§ **Exercise prompt**: Continue the text below on toxins and fatty liver disease, picking up after its last sentence.

§ **Text provided**:

Toxins may trigger or worsen the development of NAFLD. One recent paper concluded that EDCs play a role in the illness—taking special note of the association between childhood EDC exposure and adult liver disease. A second review suggested that PCBs and other POPs are “negatively associated with liver health.” And yet another review found that toxins including PCBs, arsenic, dioxins, and PFOA (a common form of PFAS) may influence the progression from NAFLD to the more severe NASH.

Epidemiological data support these assertions. One study of 7,605 adults, representing a national survey of US residents, found that people with higher levels of BPA in their urine were more likely to have NAFLD. A study of 944 adolescents reached the same conclusion. And a recent meta-analysis of human observational studies (as well as animal research) found that PFAS is toxic to the liver and may contribute to the NAFLD epidemic.

Several possible mechanisms may explain how toxins cause or contribute to NAFLD. A recent review found that EDCs bind to nuclear receptors in the liver, influencing gene expression and driving the organ toward NAFLD. Another recent paper concluded that many toxins (including heavy metals, dioxins, and PCBs) activate the PPARα signaling pathway, thus inhibiting enzymes that govern fatty acid β-oxidation, ultimately leading to NAFLD. Finally, in vitro research on PFOA found that the chemical interfered with fatty acid catabolism, leading to “perturbations in various metabolic processes” in liver cells.

How can we limit our toxin exposure?

Toxins are everywhere. However, some simple strategies can significantly reduce your toxic load. Here are some best practices:

1. Filter your air. EDCs like small particulate matter, phthalates, and heavy metals in car exhaust can all be airborne. Running an air purifier in your home (ideally with a HEPA-designated filter) has been proven to meaningfully reduce some of these toxins, leading to better markers of metabolic health.
2. Filter your water. A high-quality water filter may reduce atrazine (an EDC and common herbicide) and other environmental toxins that leach into groundwater. It may also reduce disinfection by-products, aka DBPs—toxic chemical residues of chlorine disinfection.

§ **Records**:
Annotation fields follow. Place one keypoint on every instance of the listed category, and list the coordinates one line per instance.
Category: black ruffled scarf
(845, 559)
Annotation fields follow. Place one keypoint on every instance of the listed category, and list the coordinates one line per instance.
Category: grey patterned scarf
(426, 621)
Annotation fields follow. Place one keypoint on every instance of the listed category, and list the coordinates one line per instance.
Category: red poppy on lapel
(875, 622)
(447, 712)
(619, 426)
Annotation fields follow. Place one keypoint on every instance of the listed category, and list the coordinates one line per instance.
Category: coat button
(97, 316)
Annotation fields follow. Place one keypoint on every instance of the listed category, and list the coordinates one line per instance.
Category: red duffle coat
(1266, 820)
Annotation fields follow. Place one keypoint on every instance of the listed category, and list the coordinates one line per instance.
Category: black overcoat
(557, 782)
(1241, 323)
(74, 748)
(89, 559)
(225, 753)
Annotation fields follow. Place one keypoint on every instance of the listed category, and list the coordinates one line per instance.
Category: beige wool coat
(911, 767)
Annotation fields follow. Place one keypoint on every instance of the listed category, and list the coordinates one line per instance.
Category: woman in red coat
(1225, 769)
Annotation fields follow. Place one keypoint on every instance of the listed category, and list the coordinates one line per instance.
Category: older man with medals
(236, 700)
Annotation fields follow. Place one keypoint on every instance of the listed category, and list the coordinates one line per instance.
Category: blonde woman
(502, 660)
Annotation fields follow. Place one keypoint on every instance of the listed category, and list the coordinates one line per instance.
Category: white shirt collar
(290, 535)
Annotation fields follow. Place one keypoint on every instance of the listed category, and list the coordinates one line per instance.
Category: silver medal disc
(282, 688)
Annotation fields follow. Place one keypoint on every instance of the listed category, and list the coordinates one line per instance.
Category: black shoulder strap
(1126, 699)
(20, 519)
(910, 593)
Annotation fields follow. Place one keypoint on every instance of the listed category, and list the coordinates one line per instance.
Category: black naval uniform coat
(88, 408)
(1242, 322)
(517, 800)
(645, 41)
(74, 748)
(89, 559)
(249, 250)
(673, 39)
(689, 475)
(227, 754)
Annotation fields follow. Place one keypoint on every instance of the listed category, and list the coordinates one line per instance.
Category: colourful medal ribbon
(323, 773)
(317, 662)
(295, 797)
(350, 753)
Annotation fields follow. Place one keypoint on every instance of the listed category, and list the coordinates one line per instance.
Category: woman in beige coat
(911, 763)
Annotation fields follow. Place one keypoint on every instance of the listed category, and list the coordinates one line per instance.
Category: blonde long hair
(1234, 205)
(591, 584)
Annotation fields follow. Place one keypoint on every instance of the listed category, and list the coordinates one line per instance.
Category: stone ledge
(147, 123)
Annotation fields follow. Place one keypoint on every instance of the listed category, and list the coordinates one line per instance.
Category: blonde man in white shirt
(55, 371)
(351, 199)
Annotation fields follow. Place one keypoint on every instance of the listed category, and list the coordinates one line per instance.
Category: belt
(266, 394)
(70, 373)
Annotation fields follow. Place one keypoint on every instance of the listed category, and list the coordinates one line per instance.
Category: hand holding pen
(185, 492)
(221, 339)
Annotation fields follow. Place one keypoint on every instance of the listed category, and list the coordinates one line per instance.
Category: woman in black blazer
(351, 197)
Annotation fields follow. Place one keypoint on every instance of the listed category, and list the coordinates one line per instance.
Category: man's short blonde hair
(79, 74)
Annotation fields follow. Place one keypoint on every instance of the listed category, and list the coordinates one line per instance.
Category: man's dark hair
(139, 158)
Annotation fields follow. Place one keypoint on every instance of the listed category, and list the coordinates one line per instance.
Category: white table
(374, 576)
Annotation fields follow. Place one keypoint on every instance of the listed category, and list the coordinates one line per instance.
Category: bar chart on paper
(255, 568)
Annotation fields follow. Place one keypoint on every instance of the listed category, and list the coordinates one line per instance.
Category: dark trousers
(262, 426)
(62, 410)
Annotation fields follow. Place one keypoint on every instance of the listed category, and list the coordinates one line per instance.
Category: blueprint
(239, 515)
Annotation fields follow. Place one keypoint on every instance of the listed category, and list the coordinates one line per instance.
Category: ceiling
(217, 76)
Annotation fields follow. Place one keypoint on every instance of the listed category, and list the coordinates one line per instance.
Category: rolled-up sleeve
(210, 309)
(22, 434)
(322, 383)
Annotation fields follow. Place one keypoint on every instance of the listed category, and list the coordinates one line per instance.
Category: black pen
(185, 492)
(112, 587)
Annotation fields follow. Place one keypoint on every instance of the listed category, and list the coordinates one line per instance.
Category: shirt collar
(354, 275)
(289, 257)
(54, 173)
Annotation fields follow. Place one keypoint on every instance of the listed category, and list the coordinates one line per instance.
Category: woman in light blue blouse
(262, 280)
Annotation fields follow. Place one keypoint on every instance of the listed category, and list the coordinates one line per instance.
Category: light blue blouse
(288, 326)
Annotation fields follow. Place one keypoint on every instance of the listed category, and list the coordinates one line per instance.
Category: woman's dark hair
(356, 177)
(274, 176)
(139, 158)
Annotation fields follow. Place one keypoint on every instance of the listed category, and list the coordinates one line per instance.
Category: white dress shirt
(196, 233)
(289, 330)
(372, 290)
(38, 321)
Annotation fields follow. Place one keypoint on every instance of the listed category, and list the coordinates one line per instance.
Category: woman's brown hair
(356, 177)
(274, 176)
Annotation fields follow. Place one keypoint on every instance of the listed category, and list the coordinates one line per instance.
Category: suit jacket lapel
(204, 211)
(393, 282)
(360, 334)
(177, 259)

§ **Answer box**:
3. Minimize plastic contact. Plastic packaging may contain as many as 15 known EDCs, some of which leach into your food. BPA levels spike in your urine after consuming canned food and canned beverages, both of which have plastic linings. Plastic water bottles, cutlery, food storage containers, etc., may all be a source of toxins in your diet. And while some manufacturers have begun advertising “BPA-free” plastics, this does not mean the products are safe. Instead, they may contain similar chemicals, like BPS and BPF, also known endocrine disruptors.
4. Choose care products carefully. From soap, toothpaste, and perfume to makeup, deodorant, and shaving cream, personal care products are a huge potential source of toxins. When you’re buying products, avoid known EDCs such as triclosan, phthalates, and PFAS. “Natural” personal care products are sometimes better, but it’s always important to check the label.
5. Skip the receipt. Many cash registers print receipts using thermal paper coated in BPA powder (or a similar compound, BPS). BPA can be readily absorbed through your skin. According to research by the Environmental Working Group, one receipt may contain up to 1000 times more BPA than the plastic in a single can of food.
6. Protect your health fundamentals. Your body is a wondrously complex system, and taking care of your health in one area can create positive results in another. If you’re getting enough sleep, exercising, eating well, and attending to your other basic health needs, your body may be better able to limit the damage of environmental toxins.